- [FRAGMENTO DE PÁGINA]:
•••
La ligazón entre cultura y política resulta, a esta altura de los acontecimientos, una obviedad. Las discusiones pasan por cómo interpretarla y llevarla a cabo. Como todo evento de este carácter, las jornadas se nutrieron de una heterogénea cantidad de ponencias. Sin embargo, los congregados en La Habana coincidían en la importancia de establecer principios ético-políticos en lo que denominaban el rol de los “intelectuales revolucionarios”, a la vez que buscaban vincular la especificidad cultural con los procesos sociales en curso.
Durante los días que duró el evento se discutió la manera de aportar al cambio social desde la comunidad en la que cada uno vivía y desarrollaba sus actividades, intercambiando experiencias y reflexiones. Se planteó la relevancia de realizar tareas de cara a la vida cotidiana de los sectores populares, es decir, lo contrario de la excepcionalidad y el individualismo que regían sus prácticas en el mundo burgués. De lo que se trataba, proponían, era de formar parte del común y trabajar en conjunto en ese proceso creativo que era la revolución americana y del tercer mundo.
Entendían que la pauperización de los pueblos no era un problema meramente económico, sino también cultural. El desarrollo de una identidad autónoma se ligó entonces con la resistencia al imperialismo y a sus agentes nativos. Desde esta perspectiva es que pretendieron llevar adelante tareas precisas de acuerdo a su especificidad profesional por un lado, y las que demandara la lucha de clases por el otro. Afirmaban que la disputa cultural forma parte de la pelea por la hegemonía política y que el lugar del intelectual debe ser subvertido junto con la sociedad toda.
La “Declaración General” del Congreso –escrita colectivamente por los participantes del mismo- expresa estas nociones y establece que en esta clase de procesos existen “formas muy diversas de participación”, ya que “en la lucha por la liberación nacional y la creación del socialismo, se desenvolverá la batalla ideológica”. Se plantea allí que los intelectuales huyan a la vez del nacionalismo estrecho y del universalismo imitador para “contribuir en los países del Tercer Mundo al florecimiento de una cultura con raíces propias y amplios horizontes”.
Lo que se pretende es que el intelectual nunca pierda el contacto con su pueblo, con su historia, sus tradiciones y su entorno. La denominación de “vanguardia cultural”, en este sentido, implica una militancia activa en la lucha social con el fin de “contribuir al desarrollo de la cultura nacional, entendida no como un encasillamiento localista sino como un proceso de incorporación de los logros alcanzados por la humanidad en su historia”, y una ruptura con el aislado rol social de “especialista” que a los intelectuales les asigna el sistema capitalista.
A partir de estas conceptualizaciones que imbrican cultura y política hay críticos –como por ejemplo la académica argentina Claudia Gilman- que sostienen la tesis de la preeminencia de un presunto “antiintelectualismo cubano”. Sin desconocer la existencia al interior de la revolución cubana de una corriente de este tipo (que el propio Alfredo Guevara catalogó como de “desprecio a los intelectuales” y “humillación de la dignidad intelectual”, y que en parte tomó las riendas de la cultura en la isla durante el denominado Quinquenio Gris en los años setenta), en términos generales no parece ser el Congreso del ´68 un ejemplo de ello.
•••
Entradas del conjunto de datos

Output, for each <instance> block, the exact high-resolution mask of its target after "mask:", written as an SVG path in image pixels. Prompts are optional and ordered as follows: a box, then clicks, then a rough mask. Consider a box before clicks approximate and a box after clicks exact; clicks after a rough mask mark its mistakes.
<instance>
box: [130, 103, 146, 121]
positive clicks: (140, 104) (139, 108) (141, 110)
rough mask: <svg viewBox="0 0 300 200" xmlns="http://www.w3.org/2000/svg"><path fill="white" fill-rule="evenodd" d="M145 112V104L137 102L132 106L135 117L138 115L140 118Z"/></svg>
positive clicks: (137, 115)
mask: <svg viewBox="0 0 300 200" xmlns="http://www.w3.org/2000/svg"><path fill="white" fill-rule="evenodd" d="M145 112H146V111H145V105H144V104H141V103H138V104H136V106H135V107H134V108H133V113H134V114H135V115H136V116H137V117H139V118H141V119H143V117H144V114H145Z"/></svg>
•••
- [CONSIGNA A]:
Enumera las cosas con las que, según el fragmento sobre el Congreso de La Habana, el intelectual nunca debe perder el contacto.
- [CONSIGNA B]:
En el fragmento sobre el Congreso de La Habana, ¿qué razón da la "Declaración General" para afirmar que existen "formas muy diversas de participación"?

- [RESPUESTA A]:
- Su pueblo
- Su historia
- Sus tradiciones
- Su entorno

- [RESPUESTA B]:
La Declaración sostiene que hay formas muy diversas de participación porque en la lucha por la liberación nacional y la creación del socialismo se desenvolverá la batalla ideológica.